• [WHAT IS NEEDED]:
From the line containing "For every instance of the boom" to the end of the records below, output each line exactly; include both ends and nothing else.

• [INPUT FOR THIS TASK]:
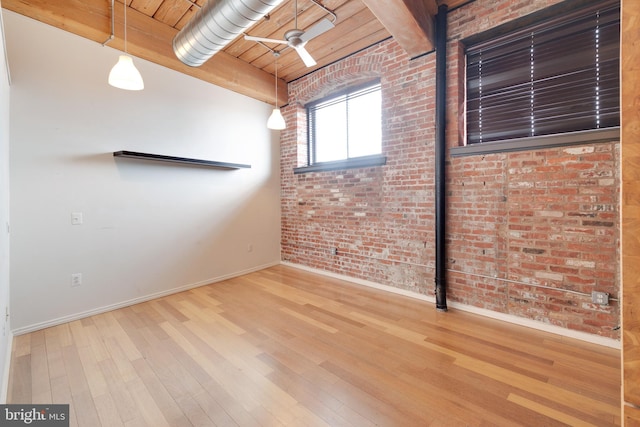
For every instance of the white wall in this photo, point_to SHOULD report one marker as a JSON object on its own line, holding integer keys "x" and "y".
{"x": 149, "y": 228}
{"x": 4, "y": 215}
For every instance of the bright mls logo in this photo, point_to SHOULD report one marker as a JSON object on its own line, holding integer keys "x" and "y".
{"x": 34, "y": 415}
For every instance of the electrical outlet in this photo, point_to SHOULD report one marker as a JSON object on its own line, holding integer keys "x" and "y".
{"x": 601, "y": 298}
{"x": 76, "y": 279}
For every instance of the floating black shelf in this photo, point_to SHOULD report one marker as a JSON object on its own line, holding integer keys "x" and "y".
{"x": 185, "y": 160}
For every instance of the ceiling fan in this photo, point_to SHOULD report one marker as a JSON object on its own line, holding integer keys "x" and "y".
{"x": 297, "y": 38}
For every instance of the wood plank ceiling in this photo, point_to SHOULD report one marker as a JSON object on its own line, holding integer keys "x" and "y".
{"x": 245, "y": 66}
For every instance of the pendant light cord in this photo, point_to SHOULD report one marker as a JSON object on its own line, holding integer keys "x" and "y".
{"x": 124, "y": 2}
{"x": 276, "y": 55}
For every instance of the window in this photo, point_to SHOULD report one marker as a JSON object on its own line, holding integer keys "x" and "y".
{"x": 554, "y": 77}
{"x": 345, "y": 125}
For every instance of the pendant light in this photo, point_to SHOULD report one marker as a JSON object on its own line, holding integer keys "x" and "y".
{"x": 125, "y": 75}
{"x": 276, "y": 121}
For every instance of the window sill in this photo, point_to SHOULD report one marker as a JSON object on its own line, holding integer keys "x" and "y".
{"x": 356, "y": 162}
{"x": 538, "y": 142}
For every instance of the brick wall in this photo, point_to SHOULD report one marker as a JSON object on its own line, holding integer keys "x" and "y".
{"x": 529, "y": 233}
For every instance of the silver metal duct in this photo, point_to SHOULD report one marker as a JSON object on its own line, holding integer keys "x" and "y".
{"x": 216, "y": 24}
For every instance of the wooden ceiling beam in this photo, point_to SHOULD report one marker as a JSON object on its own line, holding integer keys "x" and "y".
{"x": 148, "y": 39}
{"x": 410, "y": 22}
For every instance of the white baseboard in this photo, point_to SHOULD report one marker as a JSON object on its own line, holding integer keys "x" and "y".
{"x": 583, "y": 336}
{"x": 104, "y": 309}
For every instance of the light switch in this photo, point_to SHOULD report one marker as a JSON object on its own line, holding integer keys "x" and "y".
{"x": 76, "y": 218}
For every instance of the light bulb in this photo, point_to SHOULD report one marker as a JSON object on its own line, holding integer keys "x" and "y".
{"x": 125, "y": 75}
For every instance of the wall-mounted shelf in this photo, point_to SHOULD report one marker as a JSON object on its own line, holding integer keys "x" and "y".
{"x": 184, "y": 160}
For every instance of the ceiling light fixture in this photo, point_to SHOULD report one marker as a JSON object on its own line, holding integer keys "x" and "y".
{"x": 276, "y": 121}
{"x": 125, "y": 75}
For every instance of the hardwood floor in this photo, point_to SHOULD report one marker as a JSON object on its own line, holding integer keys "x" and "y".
{"x": 286, "y": 347}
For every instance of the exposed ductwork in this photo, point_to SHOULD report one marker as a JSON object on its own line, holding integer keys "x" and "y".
{"x": 215, "y": 25}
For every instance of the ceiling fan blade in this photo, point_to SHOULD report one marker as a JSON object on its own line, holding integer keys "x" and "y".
{"x": 316, "y": 30}
{"x": 265, "y": 40}
{"x": 305, "y": 56}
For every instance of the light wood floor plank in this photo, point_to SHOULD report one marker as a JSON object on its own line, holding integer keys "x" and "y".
{"x": 285, "y": 347}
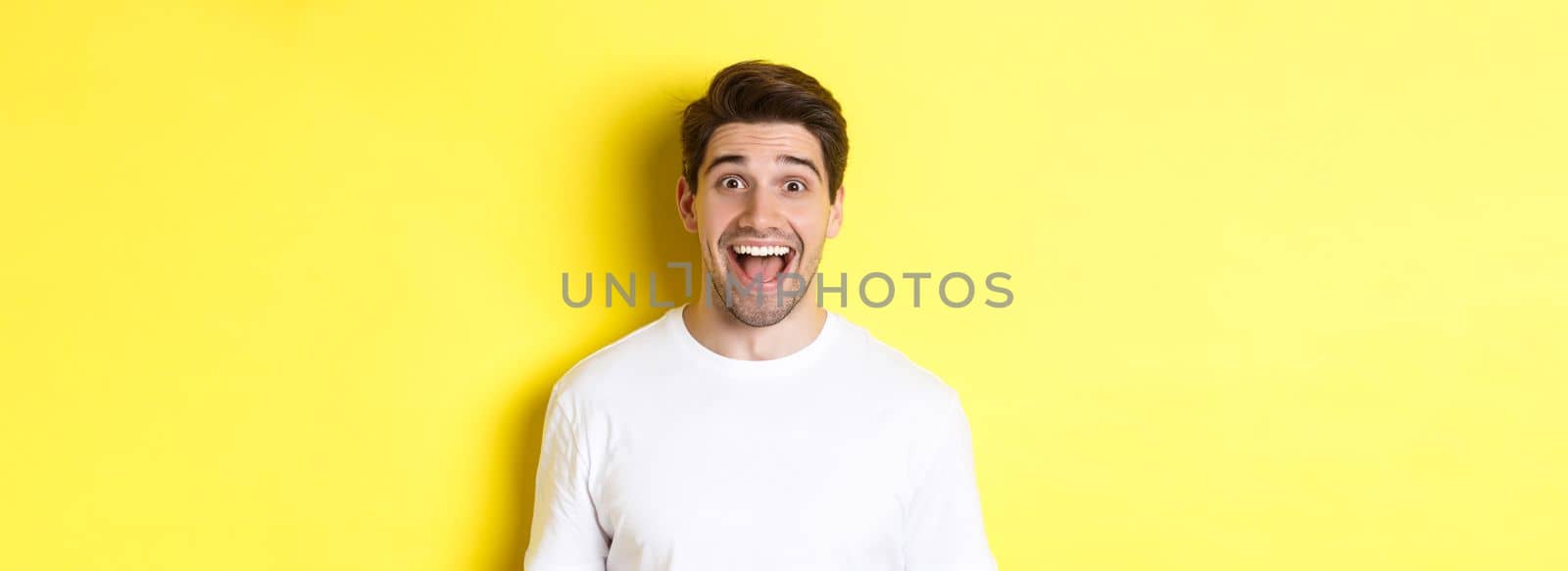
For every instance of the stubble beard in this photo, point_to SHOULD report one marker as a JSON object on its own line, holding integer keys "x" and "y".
{"x": 742, "y": 303}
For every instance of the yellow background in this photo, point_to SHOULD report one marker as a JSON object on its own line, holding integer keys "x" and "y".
{"x": 281, "y": 279}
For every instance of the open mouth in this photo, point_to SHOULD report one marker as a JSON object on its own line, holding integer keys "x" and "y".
{"x": 760, "y": 262}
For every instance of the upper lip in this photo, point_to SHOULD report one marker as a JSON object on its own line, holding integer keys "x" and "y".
{"x": 760, "y": 244}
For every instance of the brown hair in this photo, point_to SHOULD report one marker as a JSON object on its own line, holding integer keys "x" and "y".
{"x": 760, "y": 91}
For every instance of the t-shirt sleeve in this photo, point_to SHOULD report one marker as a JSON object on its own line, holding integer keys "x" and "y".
{"x": 564, "y": 534}
{"x": 945, "y": 529}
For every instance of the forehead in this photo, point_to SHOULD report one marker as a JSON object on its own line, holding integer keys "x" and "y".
{"x": 762, "y": 140}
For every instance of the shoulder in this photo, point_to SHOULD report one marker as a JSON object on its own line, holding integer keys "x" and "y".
{"x": 621, "y": 361}
{"x": 896, "y": 372}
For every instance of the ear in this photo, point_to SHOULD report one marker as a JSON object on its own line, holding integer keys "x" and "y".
{"x": 836, "y": 214}
{"x": 686, "y": 203}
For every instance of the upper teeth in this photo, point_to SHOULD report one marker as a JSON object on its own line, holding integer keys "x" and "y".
{"x": 760, "y": 250}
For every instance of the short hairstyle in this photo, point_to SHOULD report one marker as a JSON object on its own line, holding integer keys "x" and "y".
{"x": 760, "y": 91}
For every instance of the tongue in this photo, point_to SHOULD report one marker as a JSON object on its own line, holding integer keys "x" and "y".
{"x": 762, "y": 267}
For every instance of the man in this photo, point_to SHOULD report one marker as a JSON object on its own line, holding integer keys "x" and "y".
{"x": 753, "y": 430}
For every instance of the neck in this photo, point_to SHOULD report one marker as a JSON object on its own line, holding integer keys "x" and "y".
{"x": 721, "y": 333}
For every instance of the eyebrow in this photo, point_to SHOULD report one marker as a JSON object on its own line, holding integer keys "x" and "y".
{"x": 781, "y": 159}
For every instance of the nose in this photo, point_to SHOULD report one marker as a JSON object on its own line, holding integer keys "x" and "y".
{"x": 762, "y": 213}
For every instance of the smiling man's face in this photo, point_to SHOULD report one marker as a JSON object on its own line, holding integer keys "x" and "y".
{"x": 760, "y": 209}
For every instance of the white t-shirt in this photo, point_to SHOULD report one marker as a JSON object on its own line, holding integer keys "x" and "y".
{"x": 662, "y": 455}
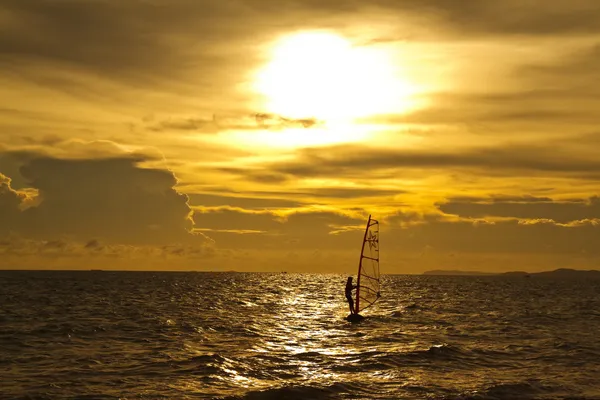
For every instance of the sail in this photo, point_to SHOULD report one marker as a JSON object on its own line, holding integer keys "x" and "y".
{"x": 368, "y": 284}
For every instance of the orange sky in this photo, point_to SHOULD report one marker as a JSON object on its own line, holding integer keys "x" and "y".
{"x": 259, "y": 135}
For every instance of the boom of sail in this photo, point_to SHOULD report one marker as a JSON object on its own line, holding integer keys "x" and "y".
{"x": 368, "y": 288}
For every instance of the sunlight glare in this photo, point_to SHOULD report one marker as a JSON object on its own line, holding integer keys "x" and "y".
{"x": 321, "y": 75}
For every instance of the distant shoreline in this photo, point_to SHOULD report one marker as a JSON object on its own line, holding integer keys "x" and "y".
{"x": 560, "y": 273}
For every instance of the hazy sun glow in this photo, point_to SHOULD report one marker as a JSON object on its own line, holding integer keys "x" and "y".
{"x": 323, "y": 76}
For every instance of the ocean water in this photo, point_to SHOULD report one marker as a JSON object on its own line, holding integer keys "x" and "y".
{"x": 148, "y": 335}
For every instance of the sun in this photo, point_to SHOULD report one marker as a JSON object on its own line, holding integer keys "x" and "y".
{"x": 322, "y": 75}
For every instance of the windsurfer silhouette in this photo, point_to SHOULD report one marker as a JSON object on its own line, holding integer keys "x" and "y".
{"x": 349, "y": 287}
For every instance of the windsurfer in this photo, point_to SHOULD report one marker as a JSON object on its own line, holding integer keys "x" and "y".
{"x": 349, "y": 287}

• [COMPLETED EXERCISE]:
For every instance of the boom of sail in this photo, point_to SHOULD report one marker as a JSON object on its own line, holding integer keys "x" and "y".
{"x": 368, "y": 288}
For every instance of the sunlight glare in this photo, point_to SHOULD report one marker as a JSON object on its own line, holding integer keys "x" and "y".
{"x": 321, "y": 75}
For every instance of the distant shoreline in this photo, point_to SHOULD report one marker as a JSON object on its own line, holding integer keys "x" and "y".
{"x": 560, "y": 273}
For every instance of the hazy sun glow in this photo, point_to SHOULD report one marker as a JSON object on its own line, holding integer keys "x" and "y".
{"x": 323, "y": 76}
For every instance of the ocean water in this photo, point_to SHOULD report one marker as a JSON object on its own line, holding integer keys "x" and "y".
{"x": 148, "y": 335}
For every instance of the sun in this photo, point_to SHOULD report one marker as a JSON object on its own line, holding integer keys "x" and "y".
{"x": 322, "y": 75}
For every instance of the windsurfer silhouette in this photo, point_to SHOULD report one marker as a JSON object on its own line, holding integer keys "x" and "y".
{"x": 349, "y": 287}
For every instance of the windsurfer in this photo, point_to SHOULD report one marker as a JSON object on its own line, holding integer keys "x" and "y".
{"x": 349, "y": 287}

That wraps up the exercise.